■ GIVEN TEXT ■
I am planning on ordering DirecTV within the next month or two, but because they offer no local channels in my area, I want to get a feel for my OTA situation before I get stuck in a 2 year commitment.


I'd like to test out the waters (or air
) with a simple and cheap indoor antenna first. Does anyone know of an indoor antenna (UHF/VHF) that is cheap and can be picked up locally (or ordered with cheap shipping) but is reasonably powerful? I don't intend to use it in my setup full-time, only to see how well I can pick up some of the very close transmitters...kind of a toy



I've taken a look at Antennaweb and TVFool (which seems to be FAR more accurate)...here's what I'm looking at:


My main concerns are the major 4 networks (no Fox digital), and as you can see the channels for ABC (KIFI/-DT) and CBS (KDIK/-DT) are going to be my problems...the NBC and Fox channels should be no problem. I realize that they are listed in green, which is supposed to mean I'll get a good signal, but seeing as Antennaweb doesn't list ANY digital channel except KPVI-DT (the one 4.4 miles away), I'm hesitant.


Aside the fact that I will be moving to another rented location and may not be allowed to install an antenna myself, I've decided that I'm not comfortable with the risk of attempting to setup an outdoor antenna myself and possibly not being able to pick up all the signals I want seeing as they're coming from different directions. (should I be worried about this?)

■ SHORT TASK 1 ■
Please reproduce the antenna post word for word, from "My main concerns" up to and including "away), I'm hesitant.".
■ SHORT TASK 2 ■
Write what comes next in the antenna post, picking up after its final sentence.

■ GIVEN DATA ■
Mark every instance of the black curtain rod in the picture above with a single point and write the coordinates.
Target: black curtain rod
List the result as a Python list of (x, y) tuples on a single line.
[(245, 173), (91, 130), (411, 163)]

■ TASK ANSWER 1 ■
My main concerns are the major 4 networks (no Fox digital), and as you can see the channels for ABC (KIFI/-DT) and CBS (KDIK/-DT) are going to be my problems...the NBC and Fox channels should be no problem. I realize that they are listed in green, which is supposed to mean I'll get a good signal, but seeing as Antennaweb doesn't list ANY digital channel except KPVI-DT (the one 4.4 miles away), I'm hesitant.

■ TASK ANSWER 2 ■
I figure that my local DirecTV retailer/installer will be glad to handle this responsibility, and I don't mind paying for it. So is it reasonable of me to assume that they will be able to install an outdoor OTA antenna for use in at least 2 rooms (with the DTV receiver) that will pick up those channels that are ~44 miles away? What kind of questions should I ask my local retailer's customer service to get an assurance that I will get these major transmisions? I am in a mountainous area, however I'm on the edge of the mountain and those transmitters are across 44 miles of very flat land, just before another mountain range.


Mind you I'm not asking people to guide me through setting up an OTA antenna from nothing in this thread, I just don't want to get into a long commitment with DirecTV and be stuck without local channels.


Thanks for any advice.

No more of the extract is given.